* [QUOTED PASSAGE]
··········

Round of applause: Drama director Allan Hunt retires

Land ‘When he was directing something, you could tell that his heart was 100% in it.’

Often donning a white dress shirt, a uniquely-colored tie, and a kind smile, Allan Hunt, in his 21 years at Oak Park High School, may have most likely been found in the Pavilion, preparing for one of his 52 total drama productions with his majestic instruction and charismatic disposition. You may otherwise have found him in B-4, teaching students about film or advising National Honors Society and Drama Club. And on occasion, you could catch him on the big screen of your very own TV in movies and shows like ‘Freaky Friday’ and ‘Voyage to the Bottom of the Sea.’

Hunt worked alongside choir teacher Heidi Cissell on close to 20 productions, including but not limited to “A Chorus Line,” “Evita,” “Fiddler on the Roof,” “Hello Dolly,” “Grease,” “Little Shop of Horrors,” “Beauty and the Beast,” “Hair,” “Les Miserables.” She recalls her favorite memories shared with Hunt.

“Mr. Hunt and I always used to dress up on campus for Halloween. One year he was Robin Hood and I was a damsel. We always were a kind of duo. We have so many wonderful memories and laughs throughout all of the productions that we worked on together,” Cissell said. “When I had the vocal rehearsals for the musicals, Mr. Hunt would always sit by me — by the piano — and turn pages for me. I think he just loved hearing the students sing and loved watching the process of everything coming together musically … [He] is one of the kindest, most patient [people] that I have had the privilege to work with in the arts.”

Hunt also worked on occasion with band director Zachary Borquez, who similarly praised the educator and director.

“Thinking back to my first year … and learning that he was an actor, there was a little bit of a fan aspect to it,” band director Zachary Borquez said in a speech during the OPUSD Retirement Reception. “I was like ‘Oh, that’s awesome — he’s Seaman Stu Riley in ‘Voyage’’ … [I even found] an … good website.”

It isn’t only staff who applaud Hunt, but students, too.

“I have worked with a lot of different directors in my experience with theater, and no one is as patient, kind, and thoughtful as Mr. Hunt,” said senior Dominic Land. “Every time you go up to him, he smiles and is ready to have a full conversation with you, no matter what.”

Land then jokes about how Hunt used to bring in sour dough pretzels to rehearsal, causing everyone to get mad at eachother for spending so much time getting them. Even alumni recall Hunt’s kind character.

“He was always patient and offered kind encouragement through every step of the process,” said OPHS alumnus Preston Green, who worked closely with Hunt on “Mamma Mia!” and “Chicago.” “You could always tell he truly loved what he was doing. I think that sort of visible passion inspired all of us in the cast.”

So what lies next in store for Hunt?

“I’ll probably go back to acting now, so you might have to see me on TV again,” Hunt said. Keep your eyes peeled, folks.

··········

* [ENTRIES SHOWN]
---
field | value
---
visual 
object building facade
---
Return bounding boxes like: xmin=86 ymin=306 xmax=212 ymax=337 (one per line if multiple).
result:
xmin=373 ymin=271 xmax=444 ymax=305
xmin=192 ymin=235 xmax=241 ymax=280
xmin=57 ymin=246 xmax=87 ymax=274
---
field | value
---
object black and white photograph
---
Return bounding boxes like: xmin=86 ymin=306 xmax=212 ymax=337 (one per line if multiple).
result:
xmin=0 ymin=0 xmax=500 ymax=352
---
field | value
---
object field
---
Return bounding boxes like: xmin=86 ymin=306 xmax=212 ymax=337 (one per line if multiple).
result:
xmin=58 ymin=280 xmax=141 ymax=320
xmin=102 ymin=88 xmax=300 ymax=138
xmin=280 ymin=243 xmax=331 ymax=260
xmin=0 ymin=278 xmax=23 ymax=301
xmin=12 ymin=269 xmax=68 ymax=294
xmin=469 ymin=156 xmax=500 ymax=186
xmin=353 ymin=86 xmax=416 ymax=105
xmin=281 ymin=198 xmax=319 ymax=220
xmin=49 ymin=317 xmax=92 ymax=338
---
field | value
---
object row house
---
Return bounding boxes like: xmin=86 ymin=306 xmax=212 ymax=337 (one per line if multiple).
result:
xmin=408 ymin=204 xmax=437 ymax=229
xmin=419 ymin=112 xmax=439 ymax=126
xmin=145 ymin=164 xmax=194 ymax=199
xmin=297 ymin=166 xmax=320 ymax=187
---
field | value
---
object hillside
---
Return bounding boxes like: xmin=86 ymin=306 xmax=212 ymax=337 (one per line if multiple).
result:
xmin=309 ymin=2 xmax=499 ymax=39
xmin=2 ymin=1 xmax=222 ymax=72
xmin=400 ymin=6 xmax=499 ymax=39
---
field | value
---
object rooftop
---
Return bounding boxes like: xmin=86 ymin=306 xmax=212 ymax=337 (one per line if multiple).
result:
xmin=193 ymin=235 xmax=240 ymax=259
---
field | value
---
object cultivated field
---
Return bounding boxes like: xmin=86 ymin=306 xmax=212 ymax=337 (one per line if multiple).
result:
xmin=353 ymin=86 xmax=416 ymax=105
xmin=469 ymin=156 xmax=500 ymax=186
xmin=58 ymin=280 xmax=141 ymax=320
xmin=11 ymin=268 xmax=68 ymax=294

··········

Set down the part of the article on Allan Hunt's retirement from "Land then jokes" up to and including "eyes peeled, folks.", copying it word for word.

Land then jokes about how Hunt used to bring in sour dough pretzels to rehearsal, causing everyone to get mad at eachother for spending so much time getting them. Even alumni recall Hunt’s kind character.

“He was always patient and offered kind encouragement through every step of the process,” said OPHS alumnus Preston Green, who worked closely with Hunt on “Mamma Mia!” and “Chicago.” “You could always tell he truly loved what he was doing. I think that sort of visible passion inspired all of us in the cast.”

So what lies next in store for Hunt?

“I’ll probably go back to acting now, so you might have to see me on TV again,” Hunt said. Keep your eyes peeled, folks.